** What the task requires **
Write out all of the data without omission, exactly as shown.

** Dataset excerpts **
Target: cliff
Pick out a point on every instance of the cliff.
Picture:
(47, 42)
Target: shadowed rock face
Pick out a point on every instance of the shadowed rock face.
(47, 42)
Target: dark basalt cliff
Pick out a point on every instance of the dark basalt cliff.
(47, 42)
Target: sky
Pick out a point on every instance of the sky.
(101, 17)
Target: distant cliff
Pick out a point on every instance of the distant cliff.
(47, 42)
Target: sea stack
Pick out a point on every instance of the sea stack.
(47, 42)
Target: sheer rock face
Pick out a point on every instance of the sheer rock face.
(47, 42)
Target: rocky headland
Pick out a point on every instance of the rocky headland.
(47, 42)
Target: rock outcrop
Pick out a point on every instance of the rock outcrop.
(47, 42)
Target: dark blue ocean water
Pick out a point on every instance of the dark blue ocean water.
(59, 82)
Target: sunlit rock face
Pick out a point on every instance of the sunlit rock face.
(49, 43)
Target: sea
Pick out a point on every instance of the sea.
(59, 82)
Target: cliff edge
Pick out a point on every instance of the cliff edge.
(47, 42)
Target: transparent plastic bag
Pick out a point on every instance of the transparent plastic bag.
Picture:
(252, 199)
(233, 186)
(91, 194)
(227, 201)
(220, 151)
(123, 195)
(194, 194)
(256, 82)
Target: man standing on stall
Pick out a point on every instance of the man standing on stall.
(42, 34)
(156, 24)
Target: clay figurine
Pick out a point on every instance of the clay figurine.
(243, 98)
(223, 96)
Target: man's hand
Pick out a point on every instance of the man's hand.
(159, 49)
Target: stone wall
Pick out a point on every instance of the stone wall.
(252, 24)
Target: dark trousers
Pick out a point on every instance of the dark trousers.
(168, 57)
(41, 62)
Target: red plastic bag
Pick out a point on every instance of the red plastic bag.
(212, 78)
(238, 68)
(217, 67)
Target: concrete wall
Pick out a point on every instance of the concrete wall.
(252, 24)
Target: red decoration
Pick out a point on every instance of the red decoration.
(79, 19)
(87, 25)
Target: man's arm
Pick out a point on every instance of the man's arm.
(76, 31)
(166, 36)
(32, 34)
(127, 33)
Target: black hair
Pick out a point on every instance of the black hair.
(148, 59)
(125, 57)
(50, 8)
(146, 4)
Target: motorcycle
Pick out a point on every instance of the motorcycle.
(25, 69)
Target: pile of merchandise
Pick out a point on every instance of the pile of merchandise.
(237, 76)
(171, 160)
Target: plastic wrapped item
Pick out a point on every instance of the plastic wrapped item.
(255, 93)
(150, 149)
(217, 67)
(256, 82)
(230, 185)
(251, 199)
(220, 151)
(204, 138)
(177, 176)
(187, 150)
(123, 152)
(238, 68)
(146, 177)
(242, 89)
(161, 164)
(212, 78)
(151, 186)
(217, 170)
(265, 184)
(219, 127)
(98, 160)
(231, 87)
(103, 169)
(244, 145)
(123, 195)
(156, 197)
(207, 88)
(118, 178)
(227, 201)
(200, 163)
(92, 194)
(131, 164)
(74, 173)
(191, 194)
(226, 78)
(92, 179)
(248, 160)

** Exercise answer **
Target: cliff
Pick out a point on every instance of the cliff.
Picture:
(47, 42)
Target: shadowed rock face
Pick out a point on every instance of the shadowed rock face.
(47, 42)
Target: dark basalt cliff
Pick out a point on every instance of the dark basalt cliff.
(47, 42)
Target: sky
Pick out a point on every instance of the sky.
(101, 17)
Target: distant cliff
Pick out a point on every instance of the distant cliff.
(47, 42)
Target: sea stack
Pick out a point on every instance of the sea stack.
(47, 42)
Target: sheer rock face
Pick out a point on every instance of the sheer rock face.
(47, 42)
Target: rocky headland
Pick out a point on every instance of the rocky headland.
(47, 42)
Target: rock outcrop
Pick out a point on every instance of the rock outcrop.
(47, 42)
Target: dark blue ocean water
Pick out a point on every instance of the dark blue ocean water.
(59, 82)
Target: sunlit rock face
Pick out a point on every instance of the sunlit rock face.
(49, 43)
Target: sea
Pick out a point on every instance of the sea.
(59, 82)
Target: cliff edge
Pick out a point on every instance of the cliff edge.
(47, 42)
Target: transparent plastic bag
Pick out a point on every instance of the transparent plastic bag.
Picture:
(252, 199)
(233, 186)
(91, 194)
(227, 201)
(220, 151)
(123, 195)
(194, 194)
(256, 82)
Target: man standing on stall
Pick out a point on every instance of the man standing on stall.
(42, 34)
(156, 24)
Target: clay figurine
Pick out a point on every instance of the clay figurine.
(243, 98)
(223, 96)
Target: man's hand
Pick out a point on every instance of the man's hand.
(159, 49)
Target: stone wall
Pick out a point on every instance of the stone wall.
(252, 24)
Target: dark trousers
Pick out a point on every instance of the dark trousers.
(168, 57)
(41, 62)
Target: red plastic bag
Pick out a point on every instance of the red plastic bag.
(212, 78)
(238, 68)
(217, 67)
Target: concrete wall
Pick out a point on every instance of the concrete wall.
(252, 24)
Target: red decoration
Pick out a point on every instance of the red decoration.
(79, 19)
(87, 25)
Target: man's arm
Pick out a point on every instance of the man's arm.
(76, 31)
(166, 36)
(32, 34)
(127, 33)
Target: black hair
Pick out a point on every instance of the black hair.
(148, 59)
(125, 57)
(50, 8)
(146, 4)
Target: motorcycle
Pick out a point on every instance of the motorcycle.
(25, 69)
Target: pile of merchandise
Pick out a point on every instance of the pile of merchandise.
(237, 76)
(171, 160)
Target: plastic wrapped item
Pick out a point on every instance of the plastic wrapped item.
(255, 93)
(150, 149)
(217, 67)
(256, 82)
(230, 185)
(251, 199)
(220, 151)
(204, 138)
(177, 176)
(187, 150)
(123, 152)
(238, 68)
(146, 177)
(242, 89)
(161, 164)
(212, 78)
(151, 186)
(217, 170)
(265, 184)
(219, 127)
(98, 160)
(231, 87)
(103, 169)
(244, 145)
(123, 195)
(156, 197)
(207, 88)
(118, 178)
(227, 201)
(200, 163)
(92, 194)
(131, 164)
(74, 173)
(191, 194)
(226, 78)
(92, 179)
(248, 160)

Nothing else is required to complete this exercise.